Puoi proseguire il testo sulla quarantena degli alunni positivi al Covid-19, riprendendo subito dopo la sua ultima frase?

▸ Testo da analizzare

-------

Sta subentrando una certa confusione sulla quarantena da attuare nel caso di un alunno risultato positivo al Covid-19: premesso che la decisione è di esclusiva pertinenza della Asl locale, la tendenza rimane quella di applicare le indicazioni nazionali che poi sono la quarantena di sette giorni per i vaccinati e di dieci giorni per i non vaccinati, con rientro per tutti previa esibizione di un tampone naso-faringeo negativo. Non tutte le scuole, però, applicano queste disposizioni, anche per via di comunicazioni applicative degli enti locali a volte diverse se non difformi.
Ad esempio, c’è chi mette in quarantena cautelativa tutta la classe solo perché un alunno ha un caso di Covid in famiglia e ancora deve fare il tampone; c’è chi, invece, continua a mandare a scuola la classe perché l’allievo contagiato è venuto a scuola l’ultima volta diversi giorni fa; ma anche chi mette in quarantena solo i contatti più stretti.

-------

▸ Dati mostrati
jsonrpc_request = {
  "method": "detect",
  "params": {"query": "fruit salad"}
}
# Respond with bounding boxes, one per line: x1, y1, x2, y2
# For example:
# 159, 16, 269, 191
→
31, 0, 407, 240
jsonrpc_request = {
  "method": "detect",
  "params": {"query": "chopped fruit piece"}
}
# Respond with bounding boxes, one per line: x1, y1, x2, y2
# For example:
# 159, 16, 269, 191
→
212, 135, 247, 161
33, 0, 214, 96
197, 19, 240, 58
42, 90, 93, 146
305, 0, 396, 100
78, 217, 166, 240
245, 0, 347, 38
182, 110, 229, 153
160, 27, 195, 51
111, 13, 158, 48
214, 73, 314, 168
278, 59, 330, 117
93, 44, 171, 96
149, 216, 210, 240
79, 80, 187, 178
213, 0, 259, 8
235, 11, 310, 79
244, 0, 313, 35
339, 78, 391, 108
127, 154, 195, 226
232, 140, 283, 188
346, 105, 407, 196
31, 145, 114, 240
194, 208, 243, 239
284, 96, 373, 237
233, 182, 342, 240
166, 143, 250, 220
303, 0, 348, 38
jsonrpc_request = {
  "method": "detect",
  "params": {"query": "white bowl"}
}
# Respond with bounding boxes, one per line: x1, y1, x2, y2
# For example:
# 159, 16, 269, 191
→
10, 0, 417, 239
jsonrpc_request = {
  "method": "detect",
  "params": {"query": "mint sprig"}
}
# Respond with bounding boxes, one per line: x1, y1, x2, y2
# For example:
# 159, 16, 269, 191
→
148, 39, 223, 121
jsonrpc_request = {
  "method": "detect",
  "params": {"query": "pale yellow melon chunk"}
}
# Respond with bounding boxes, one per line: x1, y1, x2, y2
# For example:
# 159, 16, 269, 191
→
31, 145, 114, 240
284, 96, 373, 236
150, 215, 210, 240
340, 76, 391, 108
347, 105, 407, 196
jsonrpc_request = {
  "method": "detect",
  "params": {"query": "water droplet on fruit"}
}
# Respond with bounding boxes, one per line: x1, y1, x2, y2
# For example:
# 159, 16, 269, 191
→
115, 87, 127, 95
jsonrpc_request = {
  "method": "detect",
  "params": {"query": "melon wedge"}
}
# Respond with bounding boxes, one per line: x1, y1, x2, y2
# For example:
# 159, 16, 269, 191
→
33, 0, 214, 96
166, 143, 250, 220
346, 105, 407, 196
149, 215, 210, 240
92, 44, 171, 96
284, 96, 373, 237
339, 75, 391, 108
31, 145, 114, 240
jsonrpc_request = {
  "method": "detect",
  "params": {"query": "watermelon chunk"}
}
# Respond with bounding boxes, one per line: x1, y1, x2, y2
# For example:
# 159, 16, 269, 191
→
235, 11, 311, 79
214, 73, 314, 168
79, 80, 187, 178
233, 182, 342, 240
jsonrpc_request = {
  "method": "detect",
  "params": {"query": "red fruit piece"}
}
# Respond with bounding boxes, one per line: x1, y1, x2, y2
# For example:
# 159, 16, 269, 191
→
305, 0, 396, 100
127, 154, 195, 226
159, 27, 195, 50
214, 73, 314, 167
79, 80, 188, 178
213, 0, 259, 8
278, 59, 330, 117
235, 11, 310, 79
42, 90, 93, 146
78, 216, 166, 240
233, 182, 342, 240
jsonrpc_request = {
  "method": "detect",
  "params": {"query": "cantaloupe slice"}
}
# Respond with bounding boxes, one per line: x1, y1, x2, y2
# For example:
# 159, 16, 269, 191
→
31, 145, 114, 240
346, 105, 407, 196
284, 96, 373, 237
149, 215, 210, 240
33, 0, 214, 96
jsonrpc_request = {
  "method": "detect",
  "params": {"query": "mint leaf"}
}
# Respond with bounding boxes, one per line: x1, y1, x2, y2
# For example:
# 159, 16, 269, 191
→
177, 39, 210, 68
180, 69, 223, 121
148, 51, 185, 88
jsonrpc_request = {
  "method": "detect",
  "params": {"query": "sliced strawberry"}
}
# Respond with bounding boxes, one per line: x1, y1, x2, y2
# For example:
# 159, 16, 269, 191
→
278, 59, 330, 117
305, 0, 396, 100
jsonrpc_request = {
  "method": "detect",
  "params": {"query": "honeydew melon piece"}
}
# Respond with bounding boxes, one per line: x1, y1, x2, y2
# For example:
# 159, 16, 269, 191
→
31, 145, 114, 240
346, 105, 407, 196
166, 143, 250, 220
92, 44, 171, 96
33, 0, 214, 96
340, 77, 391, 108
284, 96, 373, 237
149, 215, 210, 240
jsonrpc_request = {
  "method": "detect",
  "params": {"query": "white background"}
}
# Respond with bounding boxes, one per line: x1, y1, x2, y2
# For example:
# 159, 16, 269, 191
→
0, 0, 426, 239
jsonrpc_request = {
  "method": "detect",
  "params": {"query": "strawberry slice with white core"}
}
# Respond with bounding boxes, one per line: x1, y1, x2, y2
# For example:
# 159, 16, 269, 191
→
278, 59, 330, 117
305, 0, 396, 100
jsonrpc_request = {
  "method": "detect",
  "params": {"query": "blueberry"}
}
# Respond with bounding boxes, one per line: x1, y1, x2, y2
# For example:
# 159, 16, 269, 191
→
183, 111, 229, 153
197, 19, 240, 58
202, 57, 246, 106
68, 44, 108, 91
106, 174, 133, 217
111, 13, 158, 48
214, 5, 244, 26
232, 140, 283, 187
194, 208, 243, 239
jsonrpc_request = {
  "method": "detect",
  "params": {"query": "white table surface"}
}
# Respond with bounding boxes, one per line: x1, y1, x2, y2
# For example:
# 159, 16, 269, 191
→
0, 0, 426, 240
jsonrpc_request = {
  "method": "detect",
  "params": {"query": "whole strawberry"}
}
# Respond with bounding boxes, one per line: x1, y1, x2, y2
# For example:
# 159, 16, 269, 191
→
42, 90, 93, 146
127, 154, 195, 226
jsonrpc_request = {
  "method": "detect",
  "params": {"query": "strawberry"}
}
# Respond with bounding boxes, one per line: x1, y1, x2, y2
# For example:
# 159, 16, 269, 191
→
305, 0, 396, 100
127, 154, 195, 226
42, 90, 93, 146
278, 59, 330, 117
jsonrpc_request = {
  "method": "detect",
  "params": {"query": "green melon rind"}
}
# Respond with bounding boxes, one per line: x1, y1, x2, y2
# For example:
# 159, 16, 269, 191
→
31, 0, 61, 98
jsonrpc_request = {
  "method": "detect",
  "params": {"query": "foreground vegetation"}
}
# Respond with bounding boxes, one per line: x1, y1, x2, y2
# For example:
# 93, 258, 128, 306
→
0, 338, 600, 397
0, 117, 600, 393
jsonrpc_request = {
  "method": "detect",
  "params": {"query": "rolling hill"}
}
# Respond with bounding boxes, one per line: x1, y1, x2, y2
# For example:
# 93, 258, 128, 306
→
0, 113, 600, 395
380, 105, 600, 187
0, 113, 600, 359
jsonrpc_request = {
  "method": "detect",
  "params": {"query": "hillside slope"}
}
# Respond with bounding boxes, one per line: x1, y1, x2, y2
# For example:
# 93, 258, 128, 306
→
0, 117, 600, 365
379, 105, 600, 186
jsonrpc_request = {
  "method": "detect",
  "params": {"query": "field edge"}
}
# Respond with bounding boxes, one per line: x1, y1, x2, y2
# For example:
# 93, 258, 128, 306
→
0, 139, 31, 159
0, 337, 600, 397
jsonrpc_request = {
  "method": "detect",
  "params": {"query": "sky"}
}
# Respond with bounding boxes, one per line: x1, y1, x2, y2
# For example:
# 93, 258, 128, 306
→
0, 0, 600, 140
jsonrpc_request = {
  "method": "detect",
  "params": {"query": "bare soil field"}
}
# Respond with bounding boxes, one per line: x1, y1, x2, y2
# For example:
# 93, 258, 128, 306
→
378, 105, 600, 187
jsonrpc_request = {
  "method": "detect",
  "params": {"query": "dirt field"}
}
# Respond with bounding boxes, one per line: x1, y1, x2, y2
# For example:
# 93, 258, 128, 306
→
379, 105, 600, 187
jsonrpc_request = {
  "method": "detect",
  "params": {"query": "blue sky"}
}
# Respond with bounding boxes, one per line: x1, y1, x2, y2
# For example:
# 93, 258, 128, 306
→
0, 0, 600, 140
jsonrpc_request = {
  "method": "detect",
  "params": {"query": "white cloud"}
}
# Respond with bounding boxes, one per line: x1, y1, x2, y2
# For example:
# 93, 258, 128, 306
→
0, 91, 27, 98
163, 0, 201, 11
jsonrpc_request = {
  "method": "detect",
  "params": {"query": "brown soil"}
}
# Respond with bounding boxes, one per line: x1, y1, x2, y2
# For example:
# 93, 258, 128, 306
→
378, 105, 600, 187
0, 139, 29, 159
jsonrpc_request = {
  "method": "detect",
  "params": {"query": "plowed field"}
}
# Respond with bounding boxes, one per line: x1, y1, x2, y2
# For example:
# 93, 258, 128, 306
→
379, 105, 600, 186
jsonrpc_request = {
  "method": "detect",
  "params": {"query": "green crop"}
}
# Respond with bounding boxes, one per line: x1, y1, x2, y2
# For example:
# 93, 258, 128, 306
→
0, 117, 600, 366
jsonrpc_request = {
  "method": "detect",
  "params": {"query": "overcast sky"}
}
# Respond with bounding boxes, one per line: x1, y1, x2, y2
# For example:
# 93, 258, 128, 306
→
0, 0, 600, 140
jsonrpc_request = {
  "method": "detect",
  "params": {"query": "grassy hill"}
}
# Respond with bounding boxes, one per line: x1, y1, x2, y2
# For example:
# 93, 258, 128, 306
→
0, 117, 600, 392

-------

▸ Risposta
Insomma, quello che ne esce fuori è un quadro davvero troppo disomogeneo, con evidenti differenze anche negli stessi territori. Con classi spedita a casa, quindi in DaD, anche per eccesso di prudenza
A far intendere che occorre maggiore unitarietà è stato anche Silvio Brusaferro, presidente dell’Istituto superiore di sanità: in occasione della conferenza stampa sull’analisi dei dati del monitoraggio settimanale della Cabina di regia, Brusaferro ha detto che bisognava giustamente “riprendere l’attività scolastica con tutte le misure per garantire una scuola in presenza”.
Ora, però, ha continuato il presidente dell’Iss, “si tratta di capire in caso di positività chi sono i contatti stretti dei positivi e in questo senso c’è un lavoro fatto con regioni e ministero” della Salute “che sta cercando di individuare standard omogenei da applicare sul territorio”.
In prospettiva, infine, ricordiamo che il ministro della Salute, Pierpaolo Sileri, ha annunciato che la quarantena dovrebbe scomparire per tutti i vaccinati.